Start of Input material

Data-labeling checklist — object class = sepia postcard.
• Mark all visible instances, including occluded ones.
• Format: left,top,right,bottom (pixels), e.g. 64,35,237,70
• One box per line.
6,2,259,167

End of Input material

§ **What you have to do**
Above are some records; extract every one of them exactly.

§ **Output**
Data-labeling checklist — object class = sepia postcard.
• Mark all visible instances, including occluded ones.
• Format: left,top,right,bottom (pixels), e.g. 64,35,237,70
• One box per line.
6,2,259,167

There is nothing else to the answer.